## DIRECTIONS FOR THIS TASK
Repeat each entry in the data, exactly.

Dataset entries
****************************************
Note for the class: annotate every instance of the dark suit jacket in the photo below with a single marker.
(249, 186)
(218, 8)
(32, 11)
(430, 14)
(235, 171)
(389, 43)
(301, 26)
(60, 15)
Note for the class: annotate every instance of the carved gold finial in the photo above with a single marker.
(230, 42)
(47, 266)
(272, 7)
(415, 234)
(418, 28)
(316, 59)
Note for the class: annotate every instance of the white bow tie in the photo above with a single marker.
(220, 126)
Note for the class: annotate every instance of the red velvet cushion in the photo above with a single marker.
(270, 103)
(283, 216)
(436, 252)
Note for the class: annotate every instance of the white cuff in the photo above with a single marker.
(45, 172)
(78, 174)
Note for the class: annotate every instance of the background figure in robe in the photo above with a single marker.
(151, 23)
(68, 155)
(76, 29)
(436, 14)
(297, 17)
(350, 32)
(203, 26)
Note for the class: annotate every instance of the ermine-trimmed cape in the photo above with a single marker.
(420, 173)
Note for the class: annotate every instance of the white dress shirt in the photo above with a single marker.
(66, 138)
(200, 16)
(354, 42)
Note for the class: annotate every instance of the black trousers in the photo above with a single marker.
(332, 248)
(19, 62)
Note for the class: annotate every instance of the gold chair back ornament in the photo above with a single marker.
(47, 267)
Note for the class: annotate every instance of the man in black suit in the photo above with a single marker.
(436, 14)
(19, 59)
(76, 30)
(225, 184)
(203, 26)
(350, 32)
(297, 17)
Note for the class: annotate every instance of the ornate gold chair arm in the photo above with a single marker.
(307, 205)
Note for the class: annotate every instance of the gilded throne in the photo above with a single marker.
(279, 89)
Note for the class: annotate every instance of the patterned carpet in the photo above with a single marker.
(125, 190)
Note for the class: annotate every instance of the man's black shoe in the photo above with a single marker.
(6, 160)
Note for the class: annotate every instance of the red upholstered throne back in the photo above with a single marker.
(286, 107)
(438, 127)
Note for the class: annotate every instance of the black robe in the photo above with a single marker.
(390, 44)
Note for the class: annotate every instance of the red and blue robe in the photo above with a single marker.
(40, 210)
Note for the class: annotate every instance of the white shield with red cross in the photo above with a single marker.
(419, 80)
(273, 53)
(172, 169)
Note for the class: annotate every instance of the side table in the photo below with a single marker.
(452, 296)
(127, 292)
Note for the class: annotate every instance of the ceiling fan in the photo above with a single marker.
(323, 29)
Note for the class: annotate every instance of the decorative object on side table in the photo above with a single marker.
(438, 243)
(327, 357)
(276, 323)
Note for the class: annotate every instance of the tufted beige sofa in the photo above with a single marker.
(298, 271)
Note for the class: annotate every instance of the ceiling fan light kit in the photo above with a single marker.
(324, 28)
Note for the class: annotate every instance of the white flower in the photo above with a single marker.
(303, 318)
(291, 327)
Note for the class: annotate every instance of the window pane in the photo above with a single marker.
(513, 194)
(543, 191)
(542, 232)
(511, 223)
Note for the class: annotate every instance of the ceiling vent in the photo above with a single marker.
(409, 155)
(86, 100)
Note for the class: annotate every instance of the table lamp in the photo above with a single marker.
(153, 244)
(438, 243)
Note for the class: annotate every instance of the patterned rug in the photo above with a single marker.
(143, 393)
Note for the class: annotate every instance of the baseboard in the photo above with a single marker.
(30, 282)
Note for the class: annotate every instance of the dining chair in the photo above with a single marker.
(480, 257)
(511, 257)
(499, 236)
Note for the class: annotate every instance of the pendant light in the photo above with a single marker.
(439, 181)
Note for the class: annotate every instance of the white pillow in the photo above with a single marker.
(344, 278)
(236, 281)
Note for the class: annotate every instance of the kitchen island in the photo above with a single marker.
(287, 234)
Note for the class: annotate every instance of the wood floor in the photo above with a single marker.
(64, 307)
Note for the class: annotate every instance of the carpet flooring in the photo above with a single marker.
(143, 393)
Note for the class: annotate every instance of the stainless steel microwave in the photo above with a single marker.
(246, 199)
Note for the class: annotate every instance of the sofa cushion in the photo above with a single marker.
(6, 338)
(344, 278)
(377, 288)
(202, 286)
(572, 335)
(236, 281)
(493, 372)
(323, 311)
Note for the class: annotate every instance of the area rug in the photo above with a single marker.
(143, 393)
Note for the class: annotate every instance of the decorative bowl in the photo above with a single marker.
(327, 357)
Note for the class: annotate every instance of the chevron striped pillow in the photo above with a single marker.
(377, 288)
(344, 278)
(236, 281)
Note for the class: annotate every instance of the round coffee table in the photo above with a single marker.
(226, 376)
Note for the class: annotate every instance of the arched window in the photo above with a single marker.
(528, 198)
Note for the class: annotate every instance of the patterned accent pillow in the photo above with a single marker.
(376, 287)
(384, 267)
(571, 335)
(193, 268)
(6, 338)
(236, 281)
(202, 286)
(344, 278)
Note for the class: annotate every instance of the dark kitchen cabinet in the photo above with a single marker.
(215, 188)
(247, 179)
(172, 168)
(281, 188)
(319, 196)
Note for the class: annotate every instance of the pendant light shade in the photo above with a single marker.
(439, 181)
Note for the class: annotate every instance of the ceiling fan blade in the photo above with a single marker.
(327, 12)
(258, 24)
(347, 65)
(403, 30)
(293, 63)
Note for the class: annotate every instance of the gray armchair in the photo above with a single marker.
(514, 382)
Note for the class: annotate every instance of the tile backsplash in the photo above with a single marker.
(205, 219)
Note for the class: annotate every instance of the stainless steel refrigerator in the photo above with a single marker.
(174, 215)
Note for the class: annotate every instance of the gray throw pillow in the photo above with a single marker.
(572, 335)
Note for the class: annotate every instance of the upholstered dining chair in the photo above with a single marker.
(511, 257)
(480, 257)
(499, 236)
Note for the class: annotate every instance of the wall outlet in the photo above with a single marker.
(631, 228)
****************************************
## ANSWER BOX
Note for the class: annotate every instance of the dark suit jacket in the photo below with a single marker.
(249, 186)
(218, 8)
(32, 11)
(430, 14)
(235, 171)
(389, 43)
(301, 26)
(60, 15)
Note for the class: annotate every instance of the carved gold finial in the photo above with a single marker.
(230, 42)
(47, 266)
(272, 7)
(415, 234)
(418, 28)
(316, 59)
Note for the class: annotate every instance of the white bow tie in the photo above with a single marker.
(220, 126)
Note for the class: annotate every instance of the red velvet cushion in the photo above with a single marker.
(270, 103)
(283, 216)
(436, 252)
Note for the class: annotate every instance of the white cuff in the photo above with a single marker.
(45, 172)
(78, 174)
Note for the class: annotate every instance of the background figure in robe in the photo above with a single marker.
(151, 23)
(68, 155)
(76, 29)
(436, 14)
(297, 17)
(350, 32)
(203, 26)
Note for the class: annotate every instance of the ermine-trimmed cape in the photo above with a single marker.
(420, 173)
Note for the class: annotate every instance of the white dress shirt in the photo above with a single marker.
(66, 138)
(200, 16)
(354, 42)
Note for the class: annotate every instance of the black trousers in the photo above with a single marker.
(332, 248)
(19, 62)
Note for the class: annotate every instance of the gold chair back ornament in the photo above with a single marker.
(47, 267)
Note for the class: annotate every instance of the man in black suit in the photo above with a single marker.
(436, 14)
(19, 59)
(76, 30)
(225, 184)
(203, 26)
(350, 32)
(297, 17)
Note for the class: annotate every instance of the ornate gold chair arm in the photo above with a single marker.
(307, 205)
Note for the class: annotate every instance of the gilded throne in the photo above with a single marker.
(279, 89)
Note for the class: annotate every instance of the patterned carpet in the photo above with a single marker.
(125, 190)
Note for the class: annotate every instance of the man's black shoe in the photo above with a single marker.
(6, 160)
Note for the class: annotate every instance of the red upholstered throne back in the photo above with a single marker.
(286, 107)
(438, 127)
Note for the class: annotate every instance of the black robe in the photo above with a single marker.
(390, 44)
Note for the class: annotate every instance of the red and blue robe in the photo above with a single marker.
(40, 210)
Note for the class: annotate every instance of the white shield with red cross in the photo above with a single marker.
(419, 80)
(273, 53)
(172, 169)
Note for the class: annotate every instance of the side table in the photo below with a single marker.
(452, 296)
(127, 292)
Note for the class: annotate every instance of the ceiling fan in the photo above with a single marker.
(323, 29)
Note for the class: annotate every instance of the decorative object on side table in the photo above with a single marker.
(438, 243)
(327, 357)
(276, 323)
Note for the class: annotate every instance of the tufted beige sofa in the photo above with a single marker.
(298, 271)
Note for the class: annotate every instance of the ceiling fan light kit in the photo above with a single marker.
(324, 28)
Note for the class: annotate every instance of the white flower in the photo above with a single marker.
(303, 318)
(291, 327)
Note for the class: annotate every instance of the window pane in the photo above with a single marker.
(513, 194)
(543, 191)
(542, 232)
(511, 223)
Note for the class: annotate every instance of the ceiling vent in the photo above with a single marker.
(409, 155)
(86, 100)
Note for the class: annotate every instance of the table lamp in the photo above with a single marker.
(153, 244)
(438, 243)
Note for the class: annotate every instance of the patterned rug in the photo above with a single marker.
(143, 393)
Note for the class: annotate every instance of the baseboard in the photo above with a single marker.
(30, 282)
Note for the class: annotate every instance of the dining chair in the photo above with a single marker.
(480, 257)
(511, 257)
(499, 236)
Note for the class: annotate every instance of the pendant light in the photo above with a single marker.
(439, 181)
Note for the class: annotate every instance of the white pillow in the photo above with a single marker.
(344, 278)
(236, 281)
Note for the class: annotate every instance of the kitchen island in the photo above with a single marker.
(287, 234)
Note for the class: annotate every instance of the wood floor in the photo above with a single marker.
(64, 307)
Note for the class: annotate every instance of the carpet flooring in the photo above with a single marker.
(143, 393)
Note for the class: annotate every instance of the stainless steel microwave in the photo above with a single marker.
(246, 199)
Note for the class: annotate every instance of the sofa cushion in the photo above with a single marker.
(6, 338)
(344, 278)
(377, 288)
(202, 286)
(572, 335)
(236, 281)
(493, 372)
(323, 311)
Note for the class: annotate every instance of the area rug in the photo above with a single marker.
(143, 393)
Note for the class: annotate every instance of the decorative bowl in the photo above with a single marker.
(327, 357)
Note for the class: annotate every instance of the chevron striped pillow in the photo above with a single marker.
(377, 288)
(344, 278)
(236, 281)
Note for the class: annotate every instance of the round coffee table in the photo above with a single marker.
(226, 376)
Note for the class: annotate every instance of the arched window in the photo above with a single marker.
(528, 198)
Note for the class: annotate every instance of the patterned accent pillow in the photo above with a single marker.
(376, 287)
(384, 267)
(571, 335)
(193, 268)
(6, 338)
(236, 281)
(202, 286)
(344, 278)
Note for the class: annotate every instance of the dark kitchen cabinet in the photo above with a single marker.
(215, 188)
(247, 179)
(172, 168)
(281, 188)
(319, 196)
Note for the class: annotate every instance of the pendant light shade in the photo above with a single marker.
(439, 181)
Note for the class: annotate every instance of the ceiling fan blade in the photo above with a single marker.
(327, 12)
(258, 24)
(347, 65)
(403, 30)
(293, 63)
Note for the class: annotate every instance of the gray armchair in the photo above with a single marker.
(514, 382)
Note for the class: annotate every instance of the tile backsplash in the photo above with a single marker.
(205, 219)
Note for the class: annotate every instance of the stainless steel refrigerator in the photo above with a single marker.
(174, 215)
Note for the class: annotate every instance of the gray throw pillow in the photo above with a single marker.
(572, 335)
Note for the class: annotate every instance of the upholstered dining chair in the photo above with a single marker.
(511, 257)
(480, 257)
(499, 236)
Note for the class: annotate every instance of the wall outlet in the photo above with a single marker.
(631, 228)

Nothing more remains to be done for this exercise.